DIRECTIONS:
A) In the article about coronavirus and MTA workers, what percentage of trains has been canceled?
B) Continue the article about coronavirus and MTA workers from its last sentence.

TEXT SEGMENT:
◇ ◇ ◇ ◇

41 MTA Workers Dead, 6,000 Infected or Self-Quarantined Due to Coronavirus: NYT
SHORTCOMINGS
At least 41 Metropolitan Transportation Authority workers have died from the coronavirus and more than 6,000 have been infected or have self-quarantined as the outbreak devastates the agency responsible for transporting New York City’s essential workers, according to The New York Times. Over 800 subways have been delayed, 40 percent of trains have been canceled, and the average wait time for some of them has spiked by 40 percent due to transit workers staying home. The agency is in part responsible for the outbreak among its workers for failing to act early on the crisis, the Times reported. The MTA reportedly waited too long to start disinfecting work spaces and then did so inefficiently, which prompted workers to take precautions to protect themselves.

◇ ◇ ◇ ◇

INFORMATION:
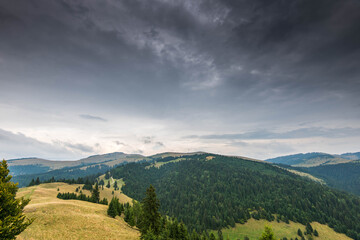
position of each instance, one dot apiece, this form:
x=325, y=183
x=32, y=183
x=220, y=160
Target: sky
x=254, y=78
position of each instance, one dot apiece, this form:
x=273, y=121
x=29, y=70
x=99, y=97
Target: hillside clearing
x=70, y=219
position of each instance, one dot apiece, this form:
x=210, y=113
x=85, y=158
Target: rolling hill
x=23, y=166
x=70, y=219
x=343, y=176
x=208, y=191
x=311, y=159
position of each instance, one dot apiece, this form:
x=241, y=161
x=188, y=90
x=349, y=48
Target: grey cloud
x=297, y=133
x=91, y=117
x=160, y=144
x=119, y=143
x=15, y=145
x=216, y=65
x=147, y=140
x=79, y=147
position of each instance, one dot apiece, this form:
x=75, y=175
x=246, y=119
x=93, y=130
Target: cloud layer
x=170, y=69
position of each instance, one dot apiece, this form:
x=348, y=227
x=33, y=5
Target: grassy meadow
x=71, y=219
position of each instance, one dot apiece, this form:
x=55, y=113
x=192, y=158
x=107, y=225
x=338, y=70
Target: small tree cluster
x=146, y=217
x=81, y=196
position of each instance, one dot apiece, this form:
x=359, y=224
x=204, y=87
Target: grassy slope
x=71, y=219
x=254, y=228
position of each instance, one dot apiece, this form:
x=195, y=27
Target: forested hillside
x=211, y=192
x=344, y=176
x=64, y=173
x=310, y=159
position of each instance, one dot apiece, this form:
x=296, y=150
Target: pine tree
x=220, y=236
x=112, y=209
x=95, y=194
x=151, y=216
x=309, y=229
x=37, y=182
x=212, y=237
x=268, y=234
x=12, y=220
x=300, y=232
x=32, y=183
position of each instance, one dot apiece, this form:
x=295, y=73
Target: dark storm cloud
x=91, y=117
x=254, y=47
x=297, y=133
x=214, y=65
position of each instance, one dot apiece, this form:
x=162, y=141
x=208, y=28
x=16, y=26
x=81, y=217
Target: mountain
x=24, y=166
x=311, y=159
x=343, y=176
x=351, y=156
x=209, y=191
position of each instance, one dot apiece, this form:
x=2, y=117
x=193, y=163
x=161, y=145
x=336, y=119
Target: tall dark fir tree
x=12, y=219
x=150, y=216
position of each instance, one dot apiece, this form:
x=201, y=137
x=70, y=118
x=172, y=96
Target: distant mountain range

◇ ◇ ◇ ◇

WRITTEN ANSWERS:
A) 40 percent

B)
The agency failed to keep track of the outbreak’s extent and then couldn’t properly inform workers that they might have been exposed to the virus, according to the Times. At least 1,500 transit workers have tested positive for the virus and 5,604 who are exhibiting symptoms have self-quarantined. “Daily service can barely be maintained right now, and soon they’re not going to have the manpower to run these trains at all,” Canella Gomez, an MTA train operator, told the Times. “The M.T.A. dropped the ball with this. They let us get sick on the job. Now it’s too late.”